» **Passage shown**:
┌────────
This heart-breaking, yet heart-warming, story about Cameron Brown (BSSC Dux of 1998 and son of former BSSC Maths teacher Tony Brown and his wife Carol) appeared in The Age on December 28. We’re grateful Cameron can be back in Australia among friends and family as his treatment continues.

If there was a manual for friendship in tough times, it should be written by Cameron Brown’s mates.

Last year, Cam, or “Browny” as he is known, was told he had a disease so cruel it is known as The Terminator.

The diagnosis, a brain cancer called glioblastoma, was as sudden as it was unfair. One day, Cam was a fit and seemingly healthy 34-year-old studying a Masters of Business Administration in London where he was living with his wife Nikki. The next he was lining up for brain surgery and a gruelling regime of 30-year-old chemotherapy drugs, none of which would cure his disease.

While many struggled for words, two of Cam’s old uni mates, Nik Devidas​ and Stephen Roux, set up a fundraising page. It was a stroke of genius that would provide Cam and Nikki with some comfort in a hellish year.

And in the end, it helped bring Cam home. In October, after a second round of brain surgery, Cam was told he had a two-week window to fly back to Australia, and that he needed a medical escort to make the trip.

Nik and Stephen put a call out on Facebook. Within a day, more than 30 people had volunteered to escort Cam home, including an old school friend, Vince Anderson, who was training to be an anaesthetist in Perth.

By 6am the following day, Vince was flying to London to pick up Cam. He cared for his friend on the plane trip back, delivering drugs he needed to fend off life-threatening blood clots in his lungs. They made it home.

Cam, who is originally from Bendigo, has since been cared for in the palliative care unit of St Vincent’s Hospital. There, he and Nikki have been treated as a couple in a room of their own. Nikki lies beside him, tending to his every need.

Since they arrived home, Nik and Stephen and other friends have been busy showering them with treats. Earlier this month, they teamed up with the nursing staff to provide Cam and Nikki with a date night of sorts. A chef was brought in to the hospital to cook a three-course meal for them which was served in a private meeting room of the hospital disguised as a restaurant overlooking Melbourne.
└────────
» **Requirement 1**: In the story about Cameron Brown, rename "Perth" as "Adelaide" and give the passage starting at "And in the end, it" and ending at "made it home." with that change.
» **Requirement 2**: According to the story about Cameron Brown, what brain cancer was he diagnosed with?
» **Requirement 3**: Resume the story about Cameron Brown from the point at which it stops.

Items listed in a dataset:
┌────────
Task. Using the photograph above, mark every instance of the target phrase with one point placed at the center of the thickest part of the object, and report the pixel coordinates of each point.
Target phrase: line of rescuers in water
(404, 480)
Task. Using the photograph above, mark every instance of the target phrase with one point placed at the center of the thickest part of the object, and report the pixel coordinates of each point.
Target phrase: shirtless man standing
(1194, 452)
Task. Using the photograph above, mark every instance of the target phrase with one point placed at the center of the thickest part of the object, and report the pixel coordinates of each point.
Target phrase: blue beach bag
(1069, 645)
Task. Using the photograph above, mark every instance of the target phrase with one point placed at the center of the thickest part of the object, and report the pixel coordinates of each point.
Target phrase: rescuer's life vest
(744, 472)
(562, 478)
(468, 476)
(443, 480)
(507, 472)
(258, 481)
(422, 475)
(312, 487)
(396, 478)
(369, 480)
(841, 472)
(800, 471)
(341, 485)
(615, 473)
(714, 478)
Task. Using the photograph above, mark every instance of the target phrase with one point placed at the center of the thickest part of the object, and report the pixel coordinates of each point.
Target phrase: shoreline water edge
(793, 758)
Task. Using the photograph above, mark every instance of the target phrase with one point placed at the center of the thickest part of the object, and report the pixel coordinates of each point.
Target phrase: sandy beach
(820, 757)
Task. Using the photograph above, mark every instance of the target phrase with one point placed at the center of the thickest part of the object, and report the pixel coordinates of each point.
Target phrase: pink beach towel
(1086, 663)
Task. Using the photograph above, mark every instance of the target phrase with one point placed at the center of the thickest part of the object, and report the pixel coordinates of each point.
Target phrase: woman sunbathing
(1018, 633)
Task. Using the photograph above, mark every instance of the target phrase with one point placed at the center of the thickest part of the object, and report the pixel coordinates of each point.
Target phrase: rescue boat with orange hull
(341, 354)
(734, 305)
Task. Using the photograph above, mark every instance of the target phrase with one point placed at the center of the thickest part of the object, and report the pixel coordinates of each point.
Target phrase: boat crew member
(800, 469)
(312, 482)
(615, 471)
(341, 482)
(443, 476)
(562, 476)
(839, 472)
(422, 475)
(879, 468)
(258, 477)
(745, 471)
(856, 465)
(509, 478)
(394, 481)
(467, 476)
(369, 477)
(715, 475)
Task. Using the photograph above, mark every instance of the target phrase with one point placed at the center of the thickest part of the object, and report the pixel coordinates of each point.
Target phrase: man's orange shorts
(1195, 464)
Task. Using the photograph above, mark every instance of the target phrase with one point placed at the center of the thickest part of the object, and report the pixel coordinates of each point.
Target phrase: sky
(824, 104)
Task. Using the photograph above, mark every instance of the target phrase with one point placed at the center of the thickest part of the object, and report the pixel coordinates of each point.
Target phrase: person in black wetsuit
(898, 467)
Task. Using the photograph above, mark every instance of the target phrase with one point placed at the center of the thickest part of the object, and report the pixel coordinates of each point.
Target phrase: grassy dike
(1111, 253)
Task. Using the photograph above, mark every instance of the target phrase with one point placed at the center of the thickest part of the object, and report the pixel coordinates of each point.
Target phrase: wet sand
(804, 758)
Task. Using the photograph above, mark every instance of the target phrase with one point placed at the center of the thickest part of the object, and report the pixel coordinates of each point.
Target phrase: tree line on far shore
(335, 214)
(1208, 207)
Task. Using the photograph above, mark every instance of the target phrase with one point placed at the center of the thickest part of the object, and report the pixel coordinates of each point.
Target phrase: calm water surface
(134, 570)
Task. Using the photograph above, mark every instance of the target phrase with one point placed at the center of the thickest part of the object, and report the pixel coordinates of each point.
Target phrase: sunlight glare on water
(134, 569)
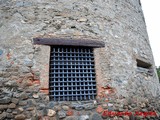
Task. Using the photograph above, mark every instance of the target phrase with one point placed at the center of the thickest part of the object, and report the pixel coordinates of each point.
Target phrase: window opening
(72, 74)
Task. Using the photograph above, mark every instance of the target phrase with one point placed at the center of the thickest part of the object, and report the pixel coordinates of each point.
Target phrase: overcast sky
(151, 10)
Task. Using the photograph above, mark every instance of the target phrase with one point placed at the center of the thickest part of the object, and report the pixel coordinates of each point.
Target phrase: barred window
(72, 73)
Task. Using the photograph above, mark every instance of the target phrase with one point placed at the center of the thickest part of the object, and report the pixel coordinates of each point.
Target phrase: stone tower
(124, 65)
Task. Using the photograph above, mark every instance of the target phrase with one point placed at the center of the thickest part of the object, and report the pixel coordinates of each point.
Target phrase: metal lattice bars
(72, 74)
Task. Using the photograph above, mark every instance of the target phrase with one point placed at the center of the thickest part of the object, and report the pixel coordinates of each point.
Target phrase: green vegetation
(158, 72)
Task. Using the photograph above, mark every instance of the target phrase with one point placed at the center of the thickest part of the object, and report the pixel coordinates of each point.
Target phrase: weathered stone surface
(72, 118)
(14, 100)
(5, 100)
(22, 103)
(20, 117)
(24, 67)
(3, 116)
(61, 114)
(70, 112)
(84, 117)
(88, 106)
(95, 116)
(51, 113)
(36, 96)
(51, 105)
(65, 107)
(20, 109)
(12, 106)
(3, 107)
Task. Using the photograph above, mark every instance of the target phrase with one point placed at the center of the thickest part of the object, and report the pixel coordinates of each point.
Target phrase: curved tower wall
(119, 24)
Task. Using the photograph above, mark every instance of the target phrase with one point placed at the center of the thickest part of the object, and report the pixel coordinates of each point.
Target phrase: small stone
(15, 112)
(45, 111)
(10, 116)
(12, 106)
(57, 108)
(9, 110)
(3, 107)
(30, 108)
(24, 96)
(120, 109)
(126, 117)
(88, 106)
(51, 105)
(84, 117)
(65, 107)
(105, 106)
(70, 112)
(51, 113)
(35, 96)
(61, 114)
(110, 105)
(105, 114)
(20, 117)
(72, 118)
(3, 115)
(82, 20)
(95, 116)
(99, 109)
(5, 100)
(40, 106)
(95, 102)
(14, 100)
(143, 105)
(20, 109)
(22, 103)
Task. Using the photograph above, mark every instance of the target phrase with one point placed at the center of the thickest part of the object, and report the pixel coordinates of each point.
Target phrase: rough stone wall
(24, 67)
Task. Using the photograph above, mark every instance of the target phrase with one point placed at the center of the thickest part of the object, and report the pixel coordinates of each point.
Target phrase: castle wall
(24, 66)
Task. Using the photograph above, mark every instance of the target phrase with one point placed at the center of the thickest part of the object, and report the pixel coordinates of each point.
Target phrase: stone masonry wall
(24, 67)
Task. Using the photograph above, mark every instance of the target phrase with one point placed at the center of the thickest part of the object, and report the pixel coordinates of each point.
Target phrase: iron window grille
(72, 74)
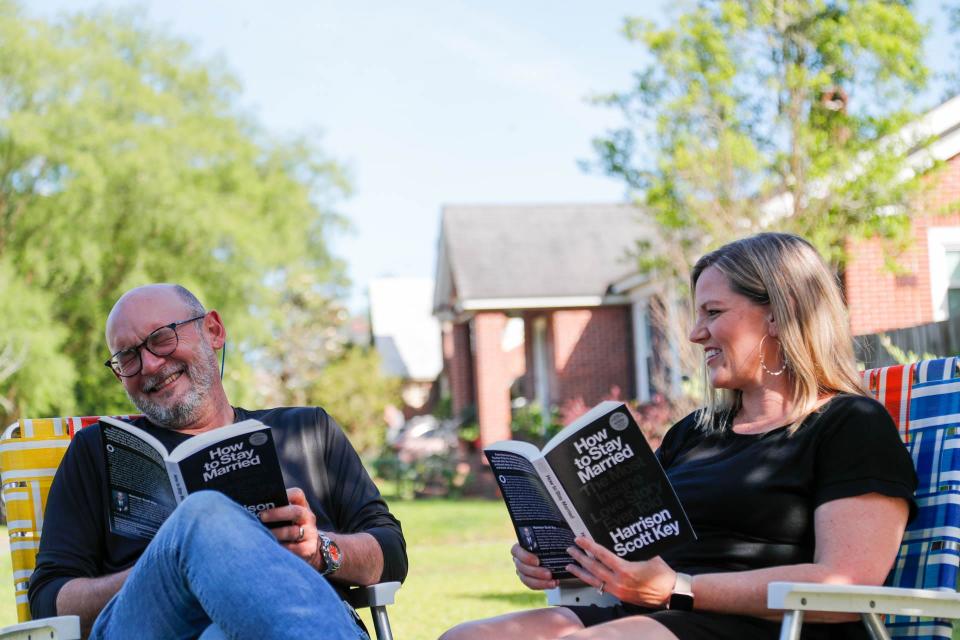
└────────
» **Exercise answer 1**:
And in the end, it helped bring Cam home. In October, after a second round of brain surgery, Cam was told he had a two-week window to fly back to Australia, and that he needed a medical escort to make the trip.

Nik and Stephen put a call out on Facebook. Within a day, more than 30 people had volunteered to escort Cam home, including an old school friend, Vince Anderson, who was training to be an anaesthetist in Adelaide.

By 6am the following day, Vince was flying to London to pick up Cam. He cared for his friend on the plane trip back, delivering drugs he needed to fend off life-threatening blood clots in his lungs. They made it home.

» **Exercise answer 2**: Glioblastoma.

» **Exercise answer 3**:
“It was such a surprise,” Nikki said. “This has actually been quite a joyous time for us. There has been so much love.”

Nik also came good on a long-running dare to compete against Cam in a cake-eating contest. Despite a doctor advising Cam against it, he managed to stomach nearly one kilogram of chocolate mud cake in his hospital bed. Nik got through half the amount of cheese cake before bowing out. “I wouldn’t recommend it,” Nik said. “I couldn’t eat for 24 hours.”

If only the cancer was that easy to beat. During the past year, Cam has tried everything to become a “super survivor”. He researched every clinical trial on earth; dumped his veganism for a special ketogenic diet that included animal fats; took dozens of supplements in the hope they would boost his immune system; and practised yoga to draw on his deepest intent to “grow old with Nikki”.

None of it worked. Cam, an environmental scientist with a sharp wit, now hopes his story will highlight a lack of funding for research into brain cancer. The disease kills more people under 40 than any other cancer, and yet it receives less than 5 per cent of the money allocated to cancer research by the National Health and Medical Research Council each year.

For now, though, he and Nikki are grateful to be back in Australia with their loved ones.

“It’s a miracle I got home,” Cam said. “My friends have been amazing.”